START Data for analysis

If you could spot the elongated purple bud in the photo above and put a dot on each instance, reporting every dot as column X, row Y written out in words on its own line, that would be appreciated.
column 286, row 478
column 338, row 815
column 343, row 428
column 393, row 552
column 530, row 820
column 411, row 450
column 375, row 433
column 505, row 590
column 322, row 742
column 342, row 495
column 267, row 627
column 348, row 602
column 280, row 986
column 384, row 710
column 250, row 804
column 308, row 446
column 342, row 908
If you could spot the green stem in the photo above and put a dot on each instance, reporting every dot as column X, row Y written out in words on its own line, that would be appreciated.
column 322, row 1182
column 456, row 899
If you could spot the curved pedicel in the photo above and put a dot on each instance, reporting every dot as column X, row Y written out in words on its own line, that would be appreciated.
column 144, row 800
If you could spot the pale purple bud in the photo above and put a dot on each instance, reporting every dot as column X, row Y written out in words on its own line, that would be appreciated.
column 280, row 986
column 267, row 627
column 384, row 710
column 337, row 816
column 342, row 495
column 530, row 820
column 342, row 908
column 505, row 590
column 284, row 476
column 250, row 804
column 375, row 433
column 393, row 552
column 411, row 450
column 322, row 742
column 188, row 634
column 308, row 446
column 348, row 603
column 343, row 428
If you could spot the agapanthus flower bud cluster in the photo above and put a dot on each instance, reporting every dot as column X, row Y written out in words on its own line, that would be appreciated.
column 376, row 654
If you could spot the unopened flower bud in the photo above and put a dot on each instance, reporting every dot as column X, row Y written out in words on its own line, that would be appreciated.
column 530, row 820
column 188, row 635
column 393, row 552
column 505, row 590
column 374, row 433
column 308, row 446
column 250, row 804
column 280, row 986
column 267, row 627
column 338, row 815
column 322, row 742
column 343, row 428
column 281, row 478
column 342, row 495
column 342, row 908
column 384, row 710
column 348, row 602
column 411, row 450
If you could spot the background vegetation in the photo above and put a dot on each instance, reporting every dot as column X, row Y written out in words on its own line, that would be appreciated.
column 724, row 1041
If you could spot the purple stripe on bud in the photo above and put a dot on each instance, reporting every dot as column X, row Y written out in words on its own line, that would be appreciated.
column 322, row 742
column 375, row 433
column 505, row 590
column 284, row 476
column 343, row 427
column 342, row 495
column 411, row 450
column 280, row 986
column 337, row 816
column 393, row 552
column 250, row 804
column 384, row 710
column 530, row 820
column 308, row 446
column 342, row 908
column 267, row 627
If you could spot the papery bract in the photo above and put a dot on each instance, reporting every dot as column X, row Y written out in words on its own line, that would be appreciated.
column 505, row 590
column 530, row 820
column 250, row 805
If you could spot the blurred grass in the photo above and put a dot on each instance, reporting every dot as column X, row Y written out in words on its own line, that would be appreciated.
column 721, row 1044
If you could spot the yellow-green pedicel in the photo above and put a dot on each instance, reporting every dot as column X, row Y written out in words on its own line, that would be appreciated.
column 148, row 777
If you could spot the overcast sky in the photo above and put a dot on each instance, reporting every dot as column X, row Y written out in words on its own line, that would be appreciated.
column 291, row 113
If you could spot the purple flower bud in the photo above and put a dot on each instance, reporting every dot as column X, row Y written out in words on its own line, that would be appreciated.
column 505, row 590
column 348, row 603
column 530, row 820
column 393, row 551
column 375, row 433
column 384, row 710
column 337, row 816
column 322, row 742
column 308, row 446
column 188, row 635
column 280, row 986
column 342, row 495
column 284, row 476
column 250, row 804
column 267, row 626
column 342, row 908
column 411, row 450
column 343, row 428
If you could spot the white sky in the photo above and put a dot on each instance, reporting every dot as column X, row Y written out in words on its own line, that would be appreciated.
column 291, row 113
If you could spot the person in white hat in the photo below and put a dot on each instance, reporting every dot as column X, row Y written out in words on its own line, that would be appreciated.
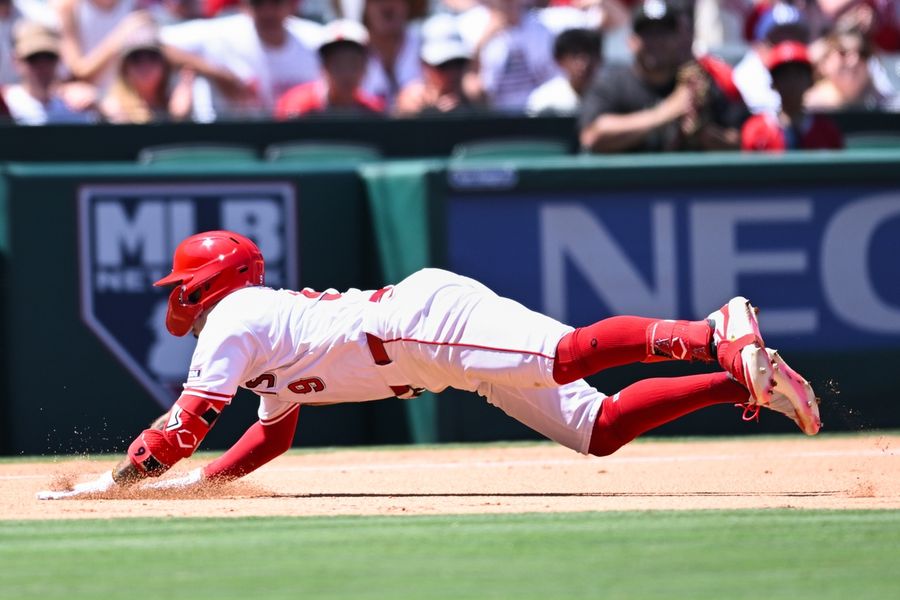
column 444, row 58
column 41, row 97
column 343, row 53
column 147, row 87
column 578, row 52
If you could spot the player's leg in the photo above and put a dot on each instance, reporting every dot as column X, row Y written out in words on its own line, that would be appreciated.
column 729, row 335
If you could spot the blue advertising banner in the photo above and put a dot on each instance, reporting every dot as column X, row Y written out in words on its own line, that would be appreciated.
column 822, row 263
column 127, row 236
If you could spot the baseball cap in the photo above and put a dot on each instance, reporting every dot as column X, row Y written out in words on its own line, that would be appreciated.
column 787, row 52
column 33, row 38
column 442, row 42
column 344, row 30
column 651, row 12
column 145, row 38
column 779, row 16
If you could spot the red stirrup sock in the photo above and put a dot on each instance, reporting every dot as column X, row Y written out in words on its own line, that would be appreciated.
column 623, row 340
column 650, row 403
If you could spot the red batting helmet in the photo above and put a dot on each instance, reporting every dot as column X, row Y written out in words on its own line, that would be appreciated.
column 207, row 267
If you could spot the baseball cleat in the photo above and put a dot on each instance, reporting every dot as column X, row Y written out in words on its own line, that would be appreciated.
column 740, row 350
column 793, row 396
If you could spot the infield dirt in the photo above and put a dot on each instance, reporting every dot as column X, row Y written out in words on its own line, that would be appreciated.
column 825, row 472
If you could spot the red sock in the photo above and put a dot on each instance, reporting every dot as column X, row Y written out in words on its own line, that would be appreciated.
column 623, row 340
column 650, row 403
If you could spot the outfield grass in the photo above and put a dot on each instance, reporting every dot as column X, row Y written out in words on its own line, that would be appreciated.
column 721, row 555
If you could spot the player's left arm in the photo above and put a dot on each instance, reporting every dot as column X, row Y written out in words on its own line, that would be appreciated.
column 172, row 437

END Data for analysis

Exercise objective:
This exercise asks for an exact repeat of the lines from the one holding "If you could spot the outfield" through the end of the data above.

Answer for the task:
If you could spot the outfield grass in the photo above and put a dot on each instance, reporting every dot as column X, row Y written out in words on its own line, that would be appreciated.
column 721, row 555
If you could spot the player's left arm in the photo above and put a dot on each instance, reporting every dot as column X, row Y written out in words on its own line, that would be appreciated.
column 172, row 437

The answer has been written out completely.